* TASK REQUIREMENTS
Give the number of lines in the records below that include the word "building", and add nothing to it.

* MATERIAL FOR THIS TASK
====================

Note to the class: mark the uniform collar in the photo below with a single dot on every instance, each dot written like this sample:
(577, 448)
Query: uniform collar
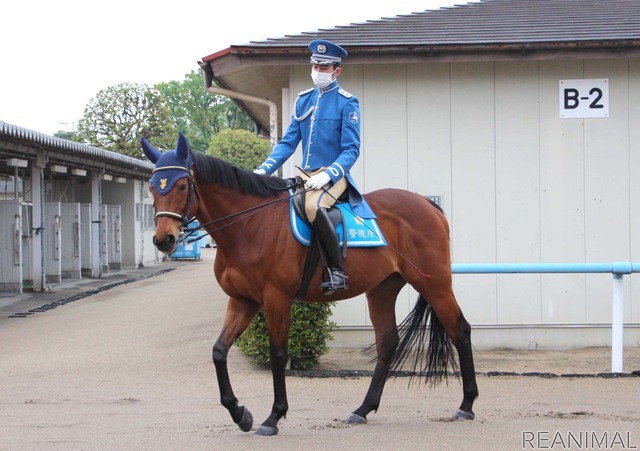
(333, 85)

====================

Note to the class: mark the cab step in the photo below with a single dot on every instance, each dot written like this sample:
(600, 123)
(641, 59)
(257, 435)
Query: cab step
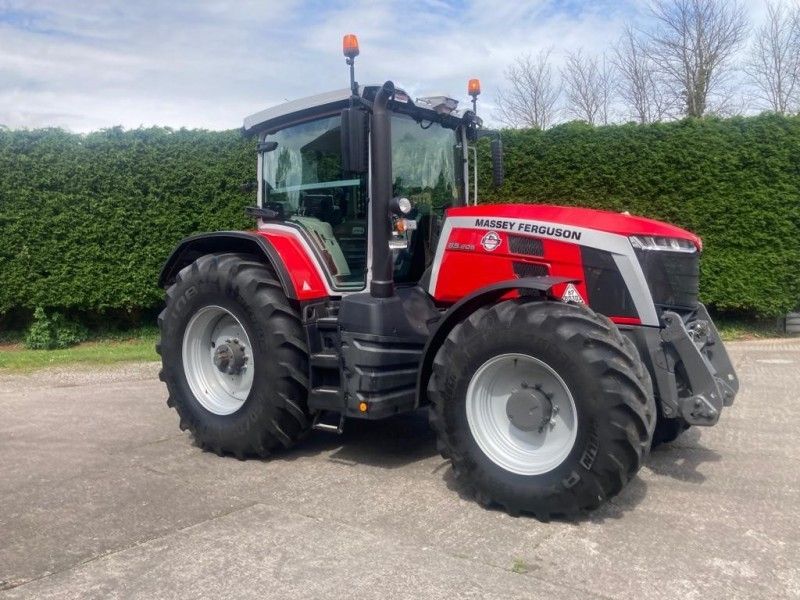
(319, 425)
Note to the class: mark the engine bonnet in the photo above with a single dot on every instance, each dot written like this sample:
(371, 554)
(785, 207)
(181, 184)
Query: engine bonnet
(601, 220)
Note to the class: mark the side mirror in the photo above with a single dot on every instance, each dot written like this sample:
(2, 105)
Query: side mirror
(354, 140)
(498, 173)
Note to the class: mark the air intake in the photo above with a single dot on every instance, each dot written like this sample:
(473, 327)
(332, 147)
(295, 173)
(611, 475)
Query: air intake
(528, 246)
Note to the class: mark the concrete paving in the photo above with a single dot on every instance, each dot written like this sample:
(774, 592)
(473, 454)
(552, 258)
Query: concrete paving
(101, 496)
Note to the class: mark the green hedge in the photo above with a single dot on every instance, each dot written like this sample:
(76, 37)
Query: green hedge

====================

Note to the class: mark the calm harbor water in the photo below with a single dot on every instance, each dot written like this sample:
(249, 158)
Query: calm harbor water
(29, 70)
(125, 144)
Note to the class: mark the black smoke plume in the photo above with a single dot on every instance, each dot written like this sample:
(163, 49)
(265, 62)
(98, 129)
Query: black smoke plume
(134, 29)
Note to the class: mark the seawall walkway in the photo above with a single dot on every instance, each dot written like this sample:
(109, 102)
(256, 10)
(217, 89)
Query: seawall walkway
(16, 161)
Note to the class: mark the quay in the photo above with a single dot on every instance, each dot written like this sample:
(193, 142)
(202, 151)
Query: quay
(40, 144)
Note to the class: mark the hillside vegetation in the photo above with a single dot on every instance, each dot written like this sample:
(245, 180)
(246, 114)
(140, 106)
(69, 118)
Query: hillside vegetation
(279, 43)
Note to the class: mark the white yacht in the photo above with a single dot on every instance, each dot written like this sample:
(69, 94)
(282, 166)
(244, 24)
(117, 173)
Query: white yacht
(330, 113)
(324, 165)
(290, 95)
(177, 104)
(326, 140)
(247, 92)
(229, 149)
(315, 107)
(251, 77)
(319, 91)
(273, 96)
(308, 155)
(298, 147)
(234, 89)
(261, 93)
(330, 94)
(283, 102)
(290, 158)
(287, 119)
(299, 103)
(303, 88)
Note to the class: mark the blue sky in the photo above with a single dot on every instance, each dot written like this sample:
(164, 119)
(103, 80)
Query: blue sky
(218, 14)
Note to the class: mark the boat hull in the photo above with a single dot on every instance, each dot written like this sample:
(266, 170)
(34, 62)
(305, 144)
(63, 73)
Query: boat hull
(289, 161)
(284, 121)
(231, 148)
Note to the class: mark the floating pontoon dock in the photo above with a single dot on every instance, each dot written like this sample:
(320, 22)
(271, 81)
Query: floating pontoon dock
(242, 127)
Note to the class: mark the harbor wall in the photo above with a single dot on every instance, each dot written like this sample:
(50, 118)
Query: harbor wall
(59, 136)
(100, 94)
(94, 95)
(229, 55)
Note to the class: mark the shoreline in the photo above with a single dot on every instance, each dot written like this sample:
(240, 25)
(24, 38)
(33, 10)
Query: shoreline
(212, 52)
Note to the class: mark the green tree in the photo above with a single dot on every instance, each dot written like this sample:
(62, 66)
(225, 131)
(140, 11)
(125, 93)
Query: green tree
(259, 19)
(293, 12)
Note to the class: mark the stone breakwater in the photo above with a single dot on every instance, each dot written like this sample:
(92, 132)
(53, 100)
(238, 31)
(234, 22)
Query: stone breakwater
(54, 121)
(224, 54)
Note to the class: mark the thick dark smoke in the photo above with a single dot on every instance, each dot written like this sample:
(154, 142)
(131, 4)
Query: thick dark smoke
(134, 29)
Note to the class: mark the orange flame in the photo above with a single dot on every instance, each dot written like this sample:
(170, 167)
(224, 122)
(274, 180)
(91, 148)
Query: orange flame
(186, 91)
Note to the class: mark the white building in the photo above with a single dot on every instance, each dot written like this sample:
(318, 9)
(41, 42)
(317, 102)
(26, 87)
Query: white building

====================

* RESPONSE BELOW
2